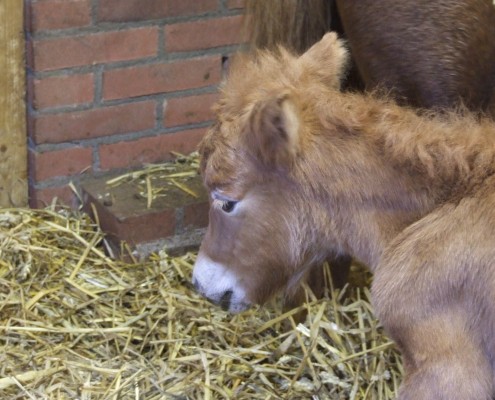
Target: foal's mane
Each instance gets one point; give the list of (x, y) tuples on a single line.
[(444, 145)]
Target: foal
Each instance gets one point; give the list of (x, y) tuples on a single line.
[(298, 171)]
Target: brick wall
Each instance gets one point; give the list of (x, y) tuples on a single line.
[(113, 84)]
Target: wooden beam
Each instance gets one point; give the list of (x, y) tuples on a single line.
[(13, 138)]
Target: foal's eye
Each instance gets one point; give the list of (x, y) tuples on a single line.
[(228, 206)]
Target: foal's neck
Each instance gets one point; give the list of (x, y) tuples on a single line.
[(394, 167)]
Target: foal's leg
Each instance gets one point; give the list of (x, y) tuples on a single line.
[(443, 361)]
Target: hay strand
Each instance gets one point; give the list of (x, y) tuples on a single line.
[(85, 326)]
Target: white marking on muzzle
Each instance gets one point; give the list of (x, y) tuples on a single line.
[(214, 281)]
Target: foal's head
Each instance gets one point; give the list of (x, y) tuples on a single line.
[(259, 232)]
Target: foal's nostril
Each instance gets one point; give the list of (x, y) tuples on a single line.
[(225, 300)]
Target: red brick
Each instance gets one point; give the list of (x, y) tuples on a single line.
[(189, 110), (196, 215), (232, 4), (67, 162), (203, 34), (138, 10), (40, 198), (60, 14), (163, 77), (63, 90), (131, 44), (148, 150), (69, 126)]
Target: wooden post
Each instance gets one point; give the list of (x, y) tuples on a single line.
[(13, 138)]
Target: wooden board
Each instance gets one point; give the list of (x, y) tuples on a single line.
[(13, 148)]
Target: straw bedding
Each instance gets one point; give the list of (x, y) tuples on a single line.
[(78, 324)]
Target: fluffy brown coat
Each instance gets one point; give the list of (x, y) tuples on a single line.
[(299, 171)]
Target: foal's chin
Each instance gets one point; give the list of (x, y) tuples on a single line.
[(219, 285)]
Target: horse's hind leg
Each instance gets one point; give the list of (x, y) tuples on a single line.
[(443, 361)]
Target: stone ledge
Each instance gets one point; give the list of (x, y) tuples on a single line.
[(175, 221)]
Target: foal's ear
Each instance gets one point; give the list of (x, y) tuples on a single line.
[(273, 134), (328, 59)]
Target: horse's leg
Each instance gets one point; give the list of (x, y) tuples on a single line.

#####

**Direction**. Lay out the records from the line with "Target: foal's neck" up to and including the line with "[(259, 232)]" as a two-column CSV with the headers input and output. Give one row per record, holding its text and its answer, each in a single quoted field with line breaks turned into spaces.

**Exercise answer**.
input,output
"Target: foal's neck Each instance gets one point; give the list of (x, y) tuples on a single line.","[(394, 167)]"
"Target: foal's leg Each instance gets one point; give the list of (x, y) tuples on a single line.","[(443, 361)]"
"Target: hay strand Each instance gets one point; give the list of (x, y) tuples on a single line.","[(85, 326)]"
"Target: white marking on muzzle Each instance gets one point; give the list of (x, y) tuples on a single line.","[(214, 281)]"
"Target: foal's head Each instance gets one point; give the list of (x, y) tuples on a single line.","[(259, 232)]"